* [Goal]
Reproduce each of the following records line for line, changing nothing.

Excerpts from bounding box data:

-*-*-

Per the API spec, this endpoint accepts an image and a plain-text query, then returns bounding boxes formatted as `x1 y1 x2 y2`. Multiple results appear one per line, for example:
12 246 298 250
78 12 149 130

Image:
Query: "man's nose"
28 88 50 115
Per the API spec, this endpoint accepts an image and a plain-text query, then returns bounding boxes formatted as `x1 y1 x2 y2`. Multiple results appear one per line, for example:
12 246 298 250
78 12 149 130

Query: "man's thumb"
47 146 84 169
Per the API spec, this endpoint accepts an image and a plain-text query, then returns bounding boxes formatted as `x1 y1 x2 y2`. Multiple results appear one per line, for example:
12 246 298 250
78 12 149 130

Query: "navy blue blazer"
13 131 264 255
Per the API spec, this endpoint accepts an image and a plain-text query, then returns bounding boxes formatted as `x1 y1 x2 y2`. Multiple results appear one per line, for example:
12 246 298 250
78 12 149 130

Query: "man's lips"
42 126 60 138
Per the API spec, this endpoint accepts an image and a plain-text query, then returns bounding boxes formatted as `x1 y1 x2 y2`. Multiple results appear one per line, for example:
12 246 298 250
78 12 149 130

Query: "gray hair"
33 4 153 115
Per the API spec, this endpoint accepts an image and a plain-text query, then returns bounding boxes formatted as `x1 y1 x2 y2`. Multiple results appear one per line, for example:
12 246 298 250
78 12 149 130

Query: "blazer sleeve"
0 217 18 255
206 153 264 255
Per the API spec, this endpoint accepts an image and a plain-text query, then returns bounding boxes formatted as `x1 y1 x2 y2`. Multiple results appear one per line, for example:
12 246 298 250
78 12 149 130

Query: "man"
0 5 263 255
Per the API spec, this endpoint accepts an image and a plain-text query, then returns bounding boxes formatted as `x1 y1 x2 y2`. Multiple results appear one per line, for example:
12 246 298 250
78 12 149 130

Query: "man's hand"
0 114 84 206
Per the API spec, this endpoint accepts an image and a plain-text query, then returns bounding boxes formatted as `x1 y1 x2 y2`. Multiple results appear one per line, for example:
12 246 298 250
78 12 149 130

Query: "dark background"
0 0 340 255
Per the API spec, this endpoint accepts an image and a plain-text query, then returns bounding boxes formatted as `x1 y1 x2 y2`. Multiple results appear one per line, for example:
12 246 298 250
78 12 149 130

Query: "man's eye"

-*-*-

* [Final answer]
Per the API spec, this endpoint accepts an image and a plain-text query, then returns bounding boxes formatted as `x1 y1 x2 y2`. Multiple results appear one per line, for example:
12 246 298 250
78 12 149 130

Image:
Query: "man's nose"
28 88 50 115
Per the API spec, this endpoint accepts an image and a plain-text query, then returns bounding boxes formatted as `x1 y1 x2 y2`. Multiple results appear one per line, for example:
12 246 298 250
78 12 149 130

Query: "man's thumb"
47 146 84 169
Per the API spec, this endpoint accepts an image and a plain-text query, then returns bounding boxes formatted as `x1 y1 x2 y2`. Multiple results appear one per line, for example:
12 246 298 250
78 12 149 130

Query: "navy blue blazer"
13 131 264 255
Per the API spec, this endpoint accepts an image and a plain-text query, then returns bounding boxes formatted as `x1 y1 x2 y2`. Multiple results appear one per line, for example:
12 246 298 250
78 12 149 130

Query: "man's lips"
42 126 60 138
Per the API spec, this endpoint accepts an image and a plain-text query, then returns bounding boxes formatted as `x1 y1 x2 y2`. Multiple results appear one per line, for example:
12 246 298 250
78 12 149 130

Query: "gray hair"
33 4 153 115
Per the API spec, this endpoint accepts an image and a plain-text query, then returns bounding boxes formatted as `x1 y1 x2 y2`. Multiple results appear one per line, for example:
12 246 298 250
78 12 149 130

Query: "blazer sleeve"
0 217 18 255
206 153 264 255
Per the API spec, this endpoint accepts an image and a plain-text query, then returns bounding boxes formatted as `x1 y1 x2 y2`. Multiple results appear one per line, for example:
12 246 298 250
78 12 149 130

Query: "man"
0 5 263 255
Per the API spec, this endpoint accepts an image and a plain-text query, then returns bounding boxes formatted as `x1 y1 x2 y2`. Multiple results appear one per line, for example:
12 246 298 250
78 12 149 130

Query: "man's hand"
0 114 84 206
Per the API spec, this endpoint accepts an image and a plain-text query, then returns bounding boxes formatted as `x1 y1 x2 y2`. Multiple results appear one per line, for example:
12 246 298 250
78 12 149 130

Query: "dark background"
0 0 340 255
Per the API spec, this endpoint accepts an image and a plain-text query, then returns bounding boxes formatted as `x1 y1 x2 y2`. Multiple results appear one per line, for example:
12 246 298 250
78 12 149 130

Query: "man's eye"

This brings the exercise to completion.